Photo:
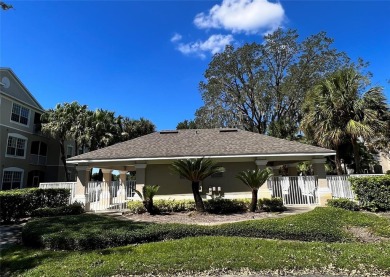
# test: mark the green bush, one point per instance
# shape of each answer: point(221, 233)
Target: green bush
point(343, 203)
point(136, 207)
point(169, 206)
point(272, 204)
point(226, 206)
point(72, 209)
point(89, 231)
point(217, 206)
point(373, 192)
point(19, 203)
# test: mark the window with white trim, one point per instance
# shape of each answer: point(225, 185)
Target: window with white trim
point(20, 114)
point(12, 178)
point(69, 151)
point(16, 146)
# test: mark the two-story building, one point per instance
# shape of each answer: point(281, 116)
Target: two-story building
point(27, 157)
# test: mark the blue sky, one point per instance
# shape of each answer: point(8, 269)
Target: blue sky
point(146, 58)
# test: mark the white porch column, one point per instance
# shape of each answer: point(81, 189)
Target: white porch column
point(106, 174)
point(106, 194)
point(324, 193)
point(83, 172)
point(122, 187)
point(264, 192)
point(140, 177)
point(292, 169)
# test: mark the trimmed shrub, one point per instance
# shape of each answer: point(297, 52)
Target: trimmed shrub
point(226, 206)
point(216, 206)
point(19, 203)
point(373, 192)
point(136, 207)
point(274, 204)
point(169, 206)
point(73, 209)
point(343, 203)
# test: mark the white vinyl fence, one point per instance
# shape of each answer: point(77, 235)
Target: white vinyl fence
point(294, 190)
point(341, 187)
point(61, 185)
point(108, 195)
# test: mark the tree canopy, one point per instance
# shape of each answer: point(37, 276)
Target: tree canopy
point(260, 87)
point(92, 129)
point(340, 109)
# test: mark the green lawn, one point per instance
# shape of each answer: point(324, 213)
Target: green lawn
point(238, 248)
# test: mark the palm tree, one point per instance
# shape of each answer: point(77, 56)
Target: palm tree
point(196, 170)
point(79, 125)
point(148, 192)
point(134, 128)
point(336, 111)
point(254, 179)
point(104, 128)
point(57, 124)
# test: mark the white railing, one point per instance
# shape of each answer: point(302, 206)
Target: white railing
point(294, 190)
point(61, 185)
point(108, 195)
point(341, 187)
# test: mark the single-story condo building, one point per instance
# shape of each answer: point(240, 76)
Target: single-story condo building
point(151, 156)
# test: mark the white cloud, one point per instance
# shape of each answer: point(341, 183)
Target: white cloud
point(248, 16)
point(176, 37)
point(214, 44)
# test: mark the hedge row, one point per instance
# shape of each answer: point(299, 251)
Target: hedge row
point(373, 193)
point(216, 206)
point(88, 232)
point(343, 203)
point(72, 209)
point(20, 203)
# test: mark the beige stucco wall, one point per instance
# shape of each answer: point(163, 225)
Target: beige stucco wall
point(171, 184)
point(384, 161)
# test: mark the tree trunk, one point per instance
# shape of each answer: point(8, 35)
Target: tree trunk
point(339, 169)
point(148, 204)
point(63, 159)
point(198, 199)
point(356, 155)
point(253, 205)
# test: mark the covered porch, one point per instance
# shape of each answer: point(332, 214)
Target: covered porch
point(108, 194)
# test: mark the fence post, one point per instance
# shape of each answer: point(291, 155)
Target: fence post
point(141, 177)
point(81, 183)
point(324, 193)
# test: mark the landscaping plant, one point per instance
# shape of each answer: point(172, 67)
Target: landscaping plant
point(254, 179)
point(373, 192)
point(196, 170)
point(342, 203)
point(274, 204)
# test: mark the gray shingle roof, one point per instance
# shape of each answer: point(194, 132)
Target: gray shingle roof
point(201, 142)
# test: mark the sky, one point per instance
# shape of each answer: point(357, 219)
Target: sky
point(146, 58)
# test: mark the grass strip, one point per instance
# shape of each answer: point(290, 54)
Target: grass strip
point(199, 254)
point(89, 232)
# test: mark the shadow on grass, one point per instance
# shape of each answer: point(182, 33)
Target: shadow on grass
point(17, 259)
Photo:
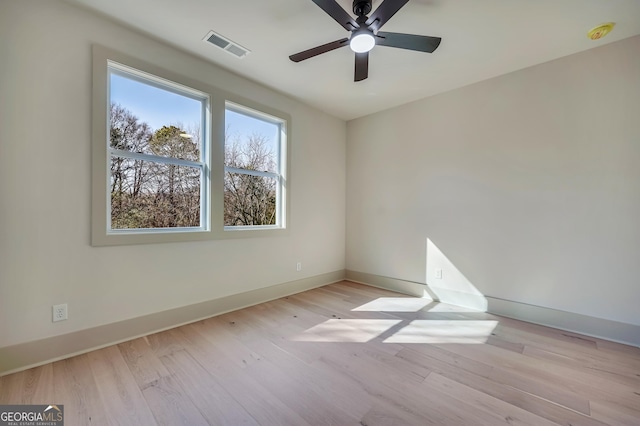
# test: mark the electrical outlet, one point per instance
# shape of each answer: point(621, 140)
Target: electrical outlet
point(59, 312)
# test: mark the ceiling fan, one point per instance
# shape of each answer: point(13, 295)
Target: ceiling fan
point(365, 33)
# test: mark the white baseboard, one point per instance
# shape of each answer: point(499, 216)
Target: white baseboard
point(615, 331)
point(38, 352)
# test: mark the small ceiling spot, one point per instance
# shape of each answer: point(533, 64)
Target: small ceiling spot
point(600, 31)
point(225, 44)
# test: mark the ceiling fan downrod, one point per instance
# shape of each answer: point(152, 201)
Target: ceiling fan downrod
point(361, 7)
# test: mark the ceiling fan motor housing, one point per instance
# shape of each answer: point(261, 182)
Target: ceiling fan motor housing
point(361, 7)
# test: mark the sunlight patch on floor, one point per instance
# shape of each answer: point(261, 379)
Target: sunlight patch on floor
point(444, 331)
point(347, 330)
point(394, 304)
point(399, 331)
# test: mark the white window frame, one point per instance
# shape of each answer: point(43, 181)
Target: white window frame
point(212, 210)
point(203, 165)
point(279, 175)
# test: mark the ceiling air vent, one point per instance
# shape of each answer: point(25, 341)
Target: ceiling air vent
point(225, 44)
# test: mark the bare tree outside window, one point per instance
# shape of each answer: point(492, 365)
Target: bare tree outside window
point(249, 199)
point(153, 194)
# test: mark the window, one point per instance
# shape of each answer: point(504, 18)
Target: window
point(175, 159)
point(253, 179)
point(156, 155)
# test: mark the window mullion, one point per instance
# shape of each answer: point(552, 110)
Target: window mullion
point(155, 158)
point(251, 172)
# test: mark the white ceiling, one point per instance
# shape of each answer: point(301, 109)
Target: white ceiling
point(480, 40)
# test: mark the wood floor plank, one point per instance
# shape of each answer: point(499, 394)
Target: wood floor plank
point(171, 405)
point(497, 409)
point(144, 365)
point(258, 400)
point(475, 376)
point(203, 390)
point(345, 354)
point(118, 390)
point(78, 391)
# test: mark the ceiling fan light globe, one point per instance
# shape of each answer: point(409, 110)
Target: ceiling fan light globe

______________________________

Goal of the exercise:
The reply should hold an exact repeat of the entries from their opening line through the line with "# test: mark the blue", and no pictures at all.

Problem solution:
Photo:
# test: mark the green bush, one point per instance
# shape of each answer: point(221, 233)
Target: green bush
point(343, 203)
point(136, 207)
point(169, 206)
point(272, 204)
point(226, 206)
point(72, 209)
point(89, 231)
point(217, 206)
point(373, 192)
point(19, 203)
# test: mark the window with white trim, one point per instance
# shape of each answer: point(225, 185)
Target: window with white trim
point(20, 114)
point(12, 178)
point(69, 151)
point(16, 146)
# test: mark the two-story building, one point per instance
# shape of each answer: point(281, 116)
Target: two-story building
point(27, 157)
# test: mark the blue sky, one point per instance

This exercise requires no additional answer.